[Records for this task]:
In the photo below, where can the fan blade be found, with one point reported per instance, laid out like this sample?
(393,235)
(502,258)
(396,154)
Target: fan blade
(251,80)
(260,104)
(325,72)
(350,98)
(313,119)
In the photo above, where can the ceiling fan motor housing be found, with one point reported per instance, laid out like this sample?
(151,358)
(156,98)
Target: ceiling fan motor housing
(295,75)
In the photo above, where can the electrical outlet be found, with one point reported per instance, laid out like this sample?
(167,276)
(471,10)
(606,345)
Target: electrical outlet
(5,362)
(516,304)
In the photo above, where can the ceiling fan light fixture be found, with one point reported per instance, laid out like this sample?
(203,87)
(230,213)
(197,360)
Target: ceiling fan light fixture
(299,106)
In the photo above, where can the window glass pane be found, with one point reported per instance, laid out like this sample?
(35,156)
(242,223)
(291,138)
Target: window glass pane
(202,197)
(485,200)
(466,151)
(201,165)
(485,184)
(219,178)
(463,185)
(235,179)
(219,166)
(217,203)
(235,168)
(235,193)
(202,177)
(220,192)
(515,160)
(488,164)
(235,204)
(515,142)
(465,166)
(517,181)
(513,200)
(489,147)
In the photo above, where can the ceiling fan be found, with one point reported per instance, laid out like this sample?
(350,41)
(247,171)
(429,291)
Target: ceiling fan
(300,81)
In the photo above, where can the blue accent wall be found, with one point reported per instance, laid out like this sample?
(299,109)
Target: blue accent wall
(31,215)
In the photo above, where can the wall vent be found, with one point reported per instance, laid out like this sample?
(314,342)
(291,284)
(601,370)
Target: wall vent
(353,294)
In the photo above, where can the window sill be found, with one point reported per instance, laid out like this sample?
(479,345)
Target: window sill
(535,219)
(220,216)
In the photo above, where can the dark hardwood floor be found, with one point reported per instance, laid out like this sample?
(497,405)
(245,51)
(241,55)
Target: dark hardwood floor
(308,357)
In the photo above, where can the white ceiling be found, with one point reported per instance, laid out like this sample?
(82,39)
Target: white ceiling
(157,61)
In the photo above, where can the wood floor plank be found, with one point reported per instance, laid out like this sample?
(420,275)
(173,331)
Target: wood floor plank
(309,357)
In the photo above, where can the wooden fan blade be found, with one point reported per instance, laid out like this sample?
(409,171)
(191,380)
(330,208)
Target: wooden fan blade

[Written task]: Starting at the line that has "In the photo above, where can the wood floor" and continuing through the end of the items, rewrite those lines with "wood floor plank" replaced by "floorboard" and everything else left unchanged.

[Output below]:
In the photo above, where can the floorboard be found, with one point reported per instance, laid out like this sample?
(420,275)
(173,331)
Target: floorboard
(309,357)
In the photo above, where can the wooden fan blade be found, with one point reported per instance, laid out like this sample?
(409,171)
(191,380)
(330,208)
Target: wooden fan blade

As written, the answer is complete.